:: Data to use
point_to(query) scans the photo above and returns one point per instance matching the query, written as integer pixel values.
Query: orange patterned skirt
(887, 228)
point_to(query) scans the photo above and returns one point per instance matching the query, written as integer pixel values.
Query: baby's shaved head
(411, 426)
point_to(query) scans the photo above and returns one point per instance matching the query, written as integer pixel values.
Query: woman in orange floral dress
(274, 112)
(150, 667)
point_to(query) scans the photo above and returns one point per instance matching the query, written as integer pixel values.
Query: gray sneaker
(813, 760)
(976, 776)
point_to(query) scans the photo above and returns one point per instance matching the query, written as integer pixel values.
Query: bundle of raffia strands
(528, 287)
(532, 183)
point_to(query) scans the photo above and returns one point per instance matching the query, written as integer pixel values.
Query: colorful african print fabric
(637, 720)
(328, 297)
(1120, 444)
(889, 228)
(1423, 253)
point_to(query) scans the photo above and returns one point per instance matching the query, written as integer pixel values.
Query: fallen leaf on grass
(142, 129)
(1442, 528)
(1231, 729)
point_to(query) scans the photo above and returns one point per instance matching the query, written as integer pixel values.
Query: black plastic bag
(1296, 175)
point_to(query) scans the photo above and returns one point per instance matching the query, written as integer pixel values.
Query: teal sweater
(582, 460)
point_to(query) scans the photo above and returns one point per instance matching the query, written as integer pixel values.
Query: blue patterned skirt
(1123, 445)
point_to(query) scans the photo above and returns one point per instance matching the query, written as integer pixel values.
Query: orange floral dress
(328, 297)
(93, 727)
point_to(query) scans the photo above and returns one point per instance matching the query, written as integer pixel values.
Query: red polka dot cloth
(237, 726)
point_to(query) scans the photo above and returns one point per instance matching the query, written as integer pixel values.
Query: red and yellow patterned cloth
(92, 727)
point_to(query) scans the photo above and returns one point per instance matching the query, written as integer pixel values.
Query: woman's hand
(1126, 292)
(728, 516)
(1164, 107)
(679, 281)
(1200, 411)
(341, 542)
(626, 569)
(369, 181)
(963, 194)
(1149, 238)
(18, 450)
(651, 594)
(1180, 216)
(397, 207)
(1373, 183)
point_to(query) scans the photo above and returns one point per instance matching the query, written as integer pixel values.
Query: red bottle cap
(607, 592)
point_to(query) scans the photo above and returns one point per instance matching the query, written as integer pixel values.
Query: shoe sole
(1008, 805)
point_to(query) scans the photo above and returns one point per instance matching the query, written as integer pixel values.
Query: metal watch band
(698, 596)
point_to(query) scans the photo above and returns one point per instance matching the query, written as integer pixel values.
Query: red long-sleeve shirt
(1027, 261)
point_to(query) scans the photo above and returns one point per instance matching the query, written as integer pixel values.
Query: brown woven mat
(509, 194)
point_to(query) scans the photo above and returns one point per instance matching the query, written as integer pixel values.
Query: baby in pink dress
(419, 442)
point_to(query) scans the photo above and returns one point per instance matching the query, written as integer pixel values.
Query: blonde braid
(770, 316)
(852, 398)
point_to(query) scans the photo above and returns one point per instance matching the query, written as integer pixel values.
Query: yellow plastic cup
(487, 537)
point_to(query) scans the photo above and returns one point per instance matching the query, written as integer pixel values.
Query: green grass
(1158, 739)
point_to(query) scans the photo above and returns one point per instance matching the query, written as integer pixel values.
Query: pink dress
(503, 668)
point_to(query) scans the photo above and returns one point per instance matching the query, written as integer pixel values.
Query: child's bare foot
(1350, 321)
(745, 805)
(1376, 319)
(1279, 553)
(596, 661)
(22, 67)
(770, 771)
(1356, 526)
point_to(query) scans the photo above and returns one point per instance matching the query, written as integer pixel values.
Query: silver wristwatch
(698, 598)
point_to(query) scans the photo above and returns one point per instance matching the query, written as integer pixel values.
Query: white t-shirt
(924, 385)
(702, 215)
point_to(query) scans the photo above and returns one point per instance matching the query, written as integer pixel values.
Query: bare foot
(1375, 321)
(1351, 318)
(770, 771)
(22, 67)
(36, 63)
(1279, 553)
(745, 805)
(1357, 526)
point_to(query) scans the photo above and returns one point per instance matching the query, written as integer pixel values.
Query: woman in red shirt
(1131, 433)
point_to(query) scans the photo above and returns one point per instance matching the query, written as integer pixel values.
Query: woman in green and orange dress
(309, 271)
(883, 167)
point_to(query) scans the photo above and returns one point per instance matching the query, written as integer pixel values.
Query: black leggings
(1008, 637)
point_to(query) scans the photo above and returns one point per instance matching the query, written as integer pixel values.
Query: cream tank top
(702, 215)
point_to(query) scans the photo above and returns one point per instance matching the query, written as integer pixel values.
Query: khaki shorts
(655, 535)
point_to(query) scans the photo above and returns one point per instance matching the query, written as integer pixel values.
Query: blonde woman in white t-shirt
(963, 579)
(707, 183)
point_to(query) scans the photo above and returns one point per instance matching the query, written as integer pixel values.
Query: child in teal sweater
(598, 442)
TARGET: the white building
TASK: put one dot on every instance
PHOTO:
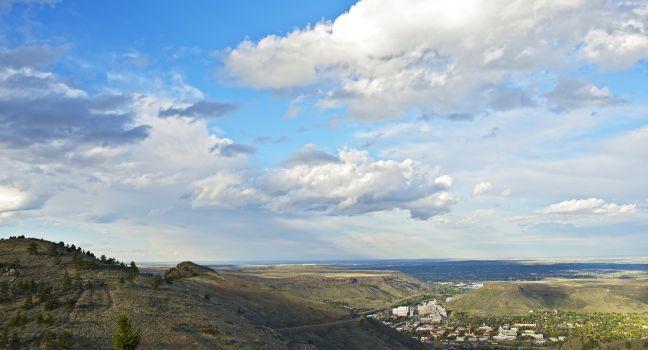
::::
• Do this
State how many lines in the listing contain the string "green", treating uppercase and lowercase as distinct. Reply with the number alone.

• Complete output
2